▶ WHAT TO PRODUCE:
Could you quote, exactly as they stand, the lines running from the one with "Expected output, for every instance of the raised" to the final line of the material?

Dataset items:

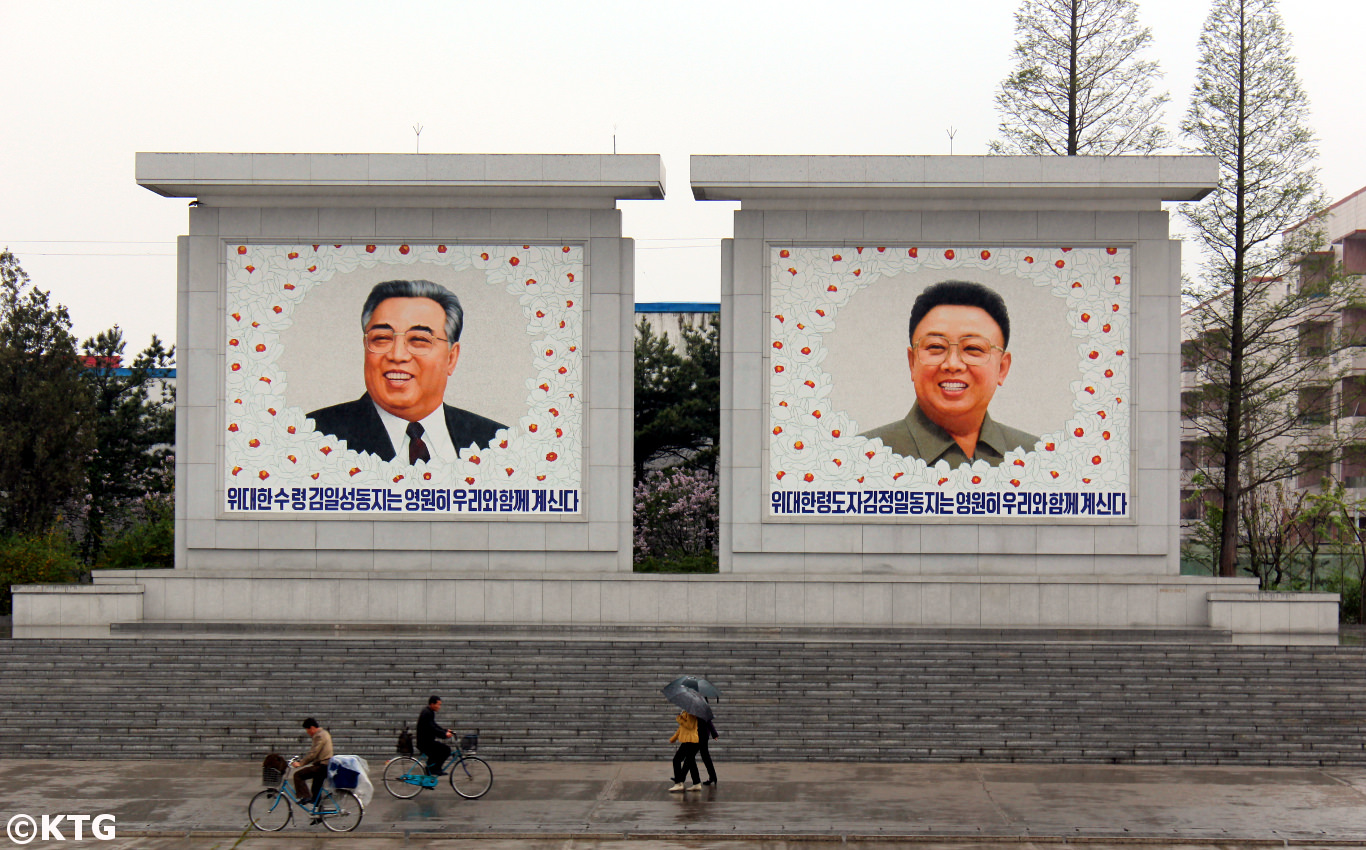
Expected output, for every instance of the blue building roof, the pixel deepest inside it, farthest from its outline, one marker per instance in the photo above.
(679, 306)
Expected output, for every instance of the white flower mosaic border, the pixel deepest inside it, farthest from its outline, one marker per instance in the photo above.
(271, 443)
(816, 448)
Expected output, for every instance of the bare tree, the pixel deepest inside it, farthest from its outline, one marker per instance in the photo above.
(1079, 85)
(1247, 110)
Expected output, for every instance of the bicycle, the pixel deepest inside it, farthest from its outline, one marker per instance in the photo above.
(271, 811)
(470, 776)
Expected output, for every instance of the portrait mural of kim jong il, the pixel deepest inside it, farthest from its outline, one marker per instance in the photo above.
(411, 347)
(959, 334)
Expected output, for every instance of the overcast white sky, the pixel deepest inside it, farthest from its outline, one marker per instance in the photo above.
(89, 84)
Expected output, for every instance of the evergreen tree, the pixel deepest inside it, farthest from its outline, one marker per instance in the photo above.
(134, 425)
(1079, 85)
(678, 398)
(1249, 111)
(44, 406)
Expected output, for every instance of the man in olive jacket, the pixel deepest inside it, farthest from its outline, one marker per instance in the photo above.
(314, 765)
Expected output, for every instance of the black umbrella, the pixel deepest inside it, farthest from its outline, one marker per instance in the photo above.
(697, 683)
(689, 700)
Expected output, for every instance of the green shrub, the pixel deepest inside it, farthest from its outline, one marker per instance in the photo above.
(1350, 606)
(142, 545)
(678, 563)
(41, 559)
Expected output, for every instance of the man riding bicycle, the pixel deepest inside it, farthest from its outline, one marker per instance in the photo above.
(314, 764)
(430, 737)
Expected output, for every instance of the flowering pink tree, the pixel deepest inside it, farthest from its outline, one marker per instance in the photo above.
(675, 514)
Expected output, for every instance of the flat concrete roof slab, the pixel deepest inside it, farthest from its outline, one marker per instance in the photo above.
(293, 176)
(920, 178)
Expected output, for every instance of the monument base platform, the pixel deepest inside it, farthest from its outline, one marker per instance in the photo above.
(124, 603)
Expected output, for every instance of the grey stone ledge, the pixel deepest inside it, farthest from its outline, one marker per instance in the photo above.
(272, 179)
(926, 178)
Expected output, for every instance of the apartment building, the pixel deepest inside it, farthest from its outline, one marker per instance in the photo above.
(1312, 336)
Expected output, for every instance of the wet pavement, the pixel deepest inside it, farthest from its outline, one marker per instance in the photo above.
(588, 805)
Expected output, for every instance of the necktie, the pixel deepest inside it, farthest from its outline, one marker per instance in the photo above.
(417, 448)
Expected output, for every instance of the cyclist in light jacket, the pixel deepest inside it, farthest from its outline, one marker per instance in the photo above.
(314, 764)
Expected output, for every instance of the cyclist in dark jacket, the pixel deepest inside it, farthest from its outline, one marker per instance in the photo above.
(430, 737)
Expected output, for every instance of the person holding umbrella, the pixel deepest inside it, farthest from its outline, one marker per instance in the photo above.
(705, 724)
(683, 692)
(685, 759)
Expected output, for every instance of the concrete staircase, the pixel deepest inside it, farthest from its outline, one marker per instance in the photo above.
(843, 698)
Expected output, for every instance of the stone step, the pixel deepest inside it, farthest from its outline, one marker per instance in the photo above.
(857, 700)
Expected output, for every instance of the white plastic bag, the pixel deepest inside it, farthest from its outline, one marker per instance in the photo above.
(364, 789)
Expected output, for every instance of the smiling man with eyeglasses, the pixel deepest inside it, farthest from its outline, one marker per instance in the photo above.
(411, 338)
(958, 358)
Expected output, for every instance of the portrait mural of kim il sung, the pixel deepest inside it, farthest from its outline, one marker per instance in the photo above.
(403, 379)
(948, 381)
(411, 347)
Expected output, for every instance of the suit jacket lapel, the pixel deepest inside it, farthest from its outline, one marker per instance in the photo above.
(370, 435)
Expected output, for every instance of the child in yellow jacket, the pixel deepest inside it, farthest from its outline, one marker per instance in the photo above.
(685, 759)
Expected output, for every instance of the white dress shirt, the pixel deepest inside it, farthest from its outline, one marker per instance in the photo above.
(433, 433)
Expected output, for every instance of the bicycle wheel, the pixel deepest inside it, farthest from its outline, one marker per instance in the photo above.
(340, 811)
(269, 811)
(471, 776)
(403, 776)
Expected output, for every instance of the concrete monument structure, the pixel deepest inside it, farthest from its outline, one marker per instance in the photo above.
(405, 398)
(1077, 526)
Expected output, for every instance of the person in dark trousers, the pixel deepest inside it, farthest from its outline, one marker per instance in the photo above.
(430, 737)
(706, 730)
(685, 759)
(314, 764)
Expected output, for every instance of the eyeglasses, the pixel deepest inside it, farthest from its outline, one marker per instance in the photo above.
(380, 340)
(973, 350)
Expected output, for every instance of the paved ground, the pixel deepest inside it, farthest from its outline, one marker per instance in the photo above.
(201, 805)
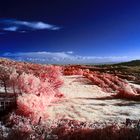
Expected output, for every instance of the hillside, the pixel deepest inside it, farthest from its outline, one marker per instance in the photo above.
(130, 63)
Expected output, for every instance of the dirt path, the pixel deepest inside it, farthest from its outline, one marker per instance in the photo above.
(86, 102)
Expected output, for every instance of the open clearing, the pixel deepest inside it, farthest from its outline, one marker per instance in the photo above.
(86, 102)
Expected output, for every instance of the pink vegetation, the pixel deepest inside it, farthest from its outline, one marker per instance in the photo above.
(108, 82)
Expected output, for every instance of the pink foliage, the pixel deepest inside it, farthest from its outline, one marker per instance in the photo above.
(108, 82)
(38, 92)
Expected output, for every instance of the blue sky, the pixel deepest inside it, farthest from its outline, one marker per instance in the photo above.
(69, 31)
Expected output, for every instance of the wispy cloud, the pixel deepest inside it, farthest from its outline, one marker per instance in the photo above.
(62, 58)
(13, 25)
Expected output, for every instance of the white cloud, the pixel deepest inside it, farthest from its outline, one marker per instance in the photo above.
(23, 26)
(63, 58)
(12, 28)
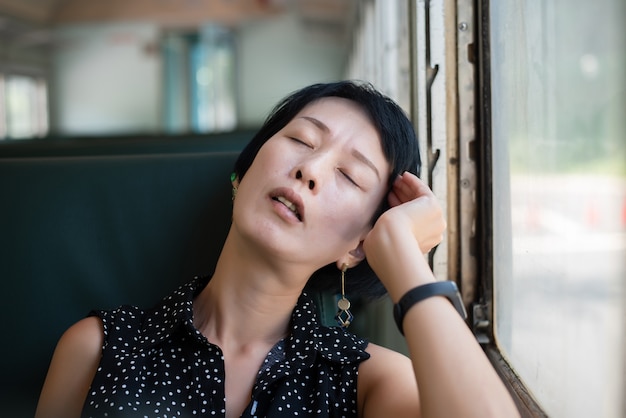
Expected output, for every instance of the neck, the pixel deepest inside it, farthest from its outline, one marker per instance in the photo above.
(248, 300)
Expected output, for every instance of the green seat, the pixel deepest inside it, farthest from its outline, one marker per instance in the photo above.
(97, 231)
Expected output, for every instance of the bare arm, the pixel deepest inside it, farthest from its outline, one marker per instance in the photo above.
(453, 374)
(71, 371)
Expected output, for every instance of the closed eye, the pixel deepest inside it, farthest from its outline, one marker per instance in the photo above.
(347, 177)
(299, 141)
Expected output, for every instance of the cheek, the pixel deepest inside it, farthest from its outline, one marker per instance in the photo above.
(351, 218)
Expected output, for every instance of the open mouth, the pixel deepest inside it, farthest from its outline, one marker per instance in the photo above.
(290, 205)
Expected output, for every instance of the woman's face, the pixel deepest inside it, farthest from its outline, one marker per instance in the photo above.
(311, 191)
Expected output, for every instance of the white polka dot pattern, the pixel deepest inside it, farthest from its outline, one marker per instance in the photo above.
(155, 363)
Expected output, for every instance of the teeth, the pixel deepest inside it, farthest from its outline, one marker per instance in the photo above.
(287, 203)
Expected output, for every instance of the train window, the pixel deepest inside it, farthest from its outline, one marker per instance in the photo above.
(559, 200)
(23, 107)
(200, 80)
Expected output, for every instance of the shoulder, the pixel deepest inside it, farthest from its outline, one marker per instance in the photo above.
(387, 385)
(73, 366)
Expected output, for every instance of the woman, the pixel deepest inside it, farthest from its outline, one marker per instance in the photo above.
(327, 188)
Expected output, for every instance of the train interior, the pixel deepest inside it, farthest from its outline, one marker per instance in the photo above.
(120, 122)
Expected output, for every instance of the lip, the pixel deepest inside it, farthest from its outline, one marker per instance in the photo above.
(293, 197)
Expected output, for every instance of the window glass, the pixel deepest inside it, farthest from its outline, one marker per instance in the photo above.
(559, 207)
(200, 81)
(25, 107)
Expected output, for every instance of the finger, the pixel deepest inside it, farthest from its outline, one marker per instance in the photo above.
(409, 187)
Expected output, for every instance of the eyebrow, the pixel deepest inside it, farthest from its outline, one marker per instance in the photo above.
(358, 155)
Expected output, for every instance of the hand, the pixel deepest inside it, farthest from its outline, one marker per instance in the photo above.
(413, 224)
(411, 196)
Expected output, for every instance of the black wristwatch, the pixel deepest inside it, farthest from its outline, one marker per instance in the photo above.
(445, 288)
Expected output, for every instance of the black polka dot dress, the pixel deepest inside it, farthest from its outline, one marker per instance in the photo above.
(155, 363)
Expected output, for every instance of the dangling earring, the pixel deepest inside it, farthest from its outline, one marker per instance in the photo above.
(233, 177)
(344, 317)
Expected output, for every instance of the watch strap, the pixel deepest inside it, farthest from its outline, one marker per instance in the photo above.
(445, 288)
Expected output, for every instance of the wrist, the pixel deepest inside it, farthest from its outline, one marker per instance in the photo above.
(446, 288)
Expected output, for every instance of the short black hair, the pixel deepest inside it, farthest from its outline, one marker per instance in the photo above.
(399, 144)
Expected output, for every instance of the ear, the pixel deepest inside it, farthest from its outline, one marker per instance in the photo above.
(234, 180)
(353, 257)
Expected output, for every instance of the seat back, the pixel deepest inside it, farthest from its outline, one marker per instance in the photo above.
(97, 230)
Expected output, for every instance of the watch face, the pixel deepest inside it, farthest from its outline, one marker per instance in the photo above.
(445, 288)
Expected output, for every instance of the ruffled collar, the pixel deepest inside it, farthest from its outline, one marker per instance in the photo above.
(306, 341)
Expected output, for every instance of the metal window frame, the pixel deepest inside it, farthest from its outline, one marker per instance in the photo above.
(451, 99)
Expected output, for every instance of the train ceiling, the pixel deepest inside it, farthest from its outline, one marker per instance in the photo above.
(172, 12)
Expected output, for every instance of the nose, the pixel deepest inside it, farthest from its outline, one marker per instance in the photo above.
(311, 182)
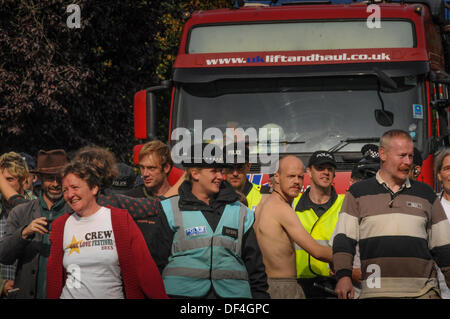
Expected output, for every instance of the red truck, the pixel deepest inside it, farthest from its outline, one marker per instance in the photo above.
(331, 76)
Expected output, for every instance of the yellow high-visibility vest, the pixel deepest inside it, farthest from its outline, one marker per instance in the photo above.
(254, 196)
(321, 229)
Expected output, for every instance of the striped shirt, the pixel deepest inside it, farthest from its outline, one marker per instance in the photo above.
(400, 235)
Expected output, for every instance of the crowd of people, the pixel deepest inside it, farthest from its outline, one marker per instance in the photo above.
(88, 227)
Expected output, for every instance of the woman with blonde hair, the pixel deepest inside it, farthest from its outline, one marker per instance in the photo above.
(97, 252)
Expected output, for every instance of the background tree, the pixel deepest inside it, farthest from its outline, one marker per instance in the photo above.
(65, 88)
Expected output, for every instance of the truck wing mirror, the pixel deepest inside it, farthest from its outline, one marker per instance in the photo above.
(384, 118)
(145, 116)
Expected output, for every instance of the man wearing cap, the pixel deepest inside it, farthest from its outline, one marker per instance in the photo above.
(32, 182)
(318, 210)
(211, 248)
(236, 175)
(28, 226)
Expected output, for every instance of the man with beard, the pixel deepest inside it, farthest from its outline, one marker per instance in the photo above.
(28, 226)
(400, 226)
(277, 229)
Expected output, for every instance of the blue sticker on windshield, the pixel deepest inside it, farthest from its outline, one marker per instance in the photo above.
(417, 111)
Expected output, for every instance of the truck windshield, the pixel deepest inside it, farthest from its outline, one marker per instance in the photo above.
(313, 113)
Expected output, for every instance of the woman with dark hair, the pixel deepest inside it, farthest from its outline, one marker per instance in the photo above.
(97, 251)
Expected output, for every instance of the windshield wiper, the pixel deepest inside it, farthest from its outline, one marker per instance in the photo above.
(352, 140)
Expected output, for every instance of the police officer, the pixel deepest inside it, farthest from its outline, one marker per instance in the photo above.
(318, 210)
(236, 174)
(211, 247)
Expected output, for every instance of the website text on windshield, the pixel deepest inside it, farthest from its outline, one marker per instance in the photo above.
(284, 67)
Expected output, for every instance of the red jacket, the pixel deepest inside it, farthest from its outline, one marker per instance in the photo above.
(140, 275)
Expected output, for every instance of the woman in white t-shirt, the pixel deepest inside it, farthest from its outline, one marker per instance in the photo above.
(442, 170)
(97, 252)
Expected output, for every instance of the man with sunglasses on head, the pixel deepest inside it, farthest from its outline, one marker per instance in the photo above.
(28, 227)
(317, 208)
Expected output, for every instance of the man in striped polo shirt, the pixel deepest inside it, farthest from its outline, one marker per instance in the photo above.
(400, 226)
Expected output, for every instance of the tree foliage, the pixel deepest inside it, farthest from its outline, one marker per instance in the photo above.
(65, 88)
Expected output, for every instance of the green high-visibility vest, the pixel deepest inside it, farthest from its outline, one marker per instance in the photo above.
(201, 257)
(321, 229)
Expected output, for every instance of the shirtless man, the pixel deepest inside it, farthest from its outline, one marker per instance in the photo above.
(277, 227)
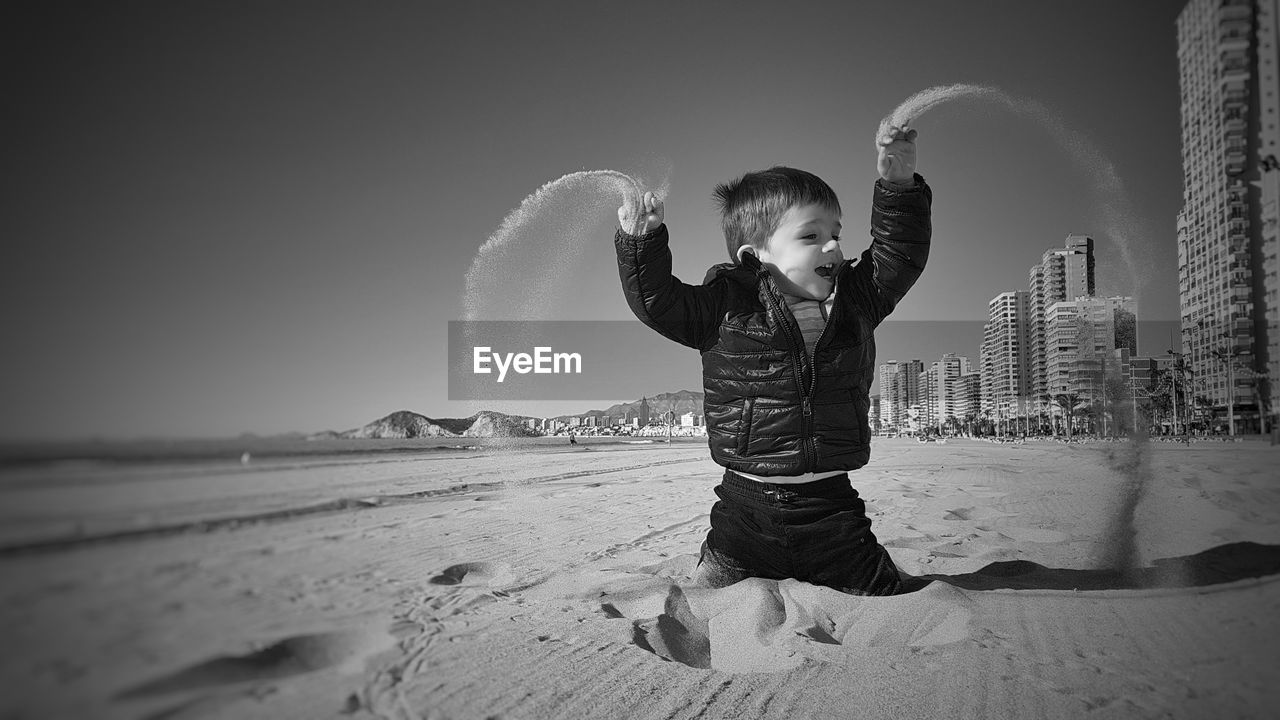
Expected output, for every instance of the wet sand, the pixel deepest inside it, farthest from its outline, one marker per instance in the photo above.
(1055, 582)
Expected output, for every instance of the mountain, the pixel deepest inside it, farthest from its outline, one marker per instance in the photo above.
(681, 401)
(406, 424)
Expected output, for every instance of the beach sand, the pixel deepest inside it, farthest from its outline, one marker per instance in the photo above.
(1102, 580)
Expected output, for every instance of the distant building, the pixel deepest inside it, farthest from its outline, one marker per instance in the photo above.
(1083, 337)
(1063, 274)
(900, 390)
(1005, 364)
(1229, 224)
(942, 393)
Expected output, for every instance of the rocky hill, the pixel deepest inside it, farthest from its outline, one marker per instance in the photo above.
(406, 424)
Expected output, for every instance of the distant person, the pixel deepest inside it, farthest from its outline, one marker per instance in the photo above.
(786, 337)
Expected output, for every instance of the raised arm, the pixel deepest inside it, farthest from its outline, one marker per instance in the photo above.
(684, 313)
(901, 227)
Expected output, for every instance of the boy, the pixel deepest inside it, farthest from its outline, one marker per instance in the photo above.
(787, 350)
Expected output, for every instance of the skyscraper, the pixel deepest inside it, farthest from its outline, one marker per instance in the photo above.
(1064, 274)
(942, 392)
(1228, 227)
(900, 391)
(1005, 360)
(1087, 338)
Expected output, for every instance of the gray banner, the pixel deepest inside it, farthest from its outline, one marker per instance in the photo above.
(626, 360)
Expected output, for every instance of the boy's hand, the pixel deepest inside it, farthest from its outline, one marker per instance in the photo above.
(641, 217)
(896, 154)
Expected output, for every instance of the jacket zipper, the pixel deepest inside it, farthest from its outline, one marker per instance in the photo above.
(809, 440)
(796, 368)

▶ REPLY:
Expected output, for every instance of the raised arm, the pixel deepest inside it, farthest from its outline, one marker per instance in the photo above.
(684, 313)
(901, 227)
Expected output, for every instance of the boy, the pixel deepest inside it, farthest from its outline, one marker per instance in the photo above.
(787, 350)
Expected output, for every instance of the skyscraper, the pixel deepest inside it, farthest from its outline, one marker per instance in the photo above.
(1064, 274)
(942, 392)
(1228, 227)
(900, 391)
(1005, 360)
(1087, 338)
Expected output, for every instance of the gray banner, the pixel deepest inside it, farthest from its outline, one marker per instance in the photo above.
(626, 360)
Expected output, for every instance of the boy's hand, the pixel deepest inside it, farthest from its outline, one marker per instance in the photo above.
(641, 217)
(896, 154)
Expected output, for every instance of the jacket zipper, the pixel deepest inside it, farthest from its outline, one marker per instance in the photo above.
(809, 440)
(796, 368)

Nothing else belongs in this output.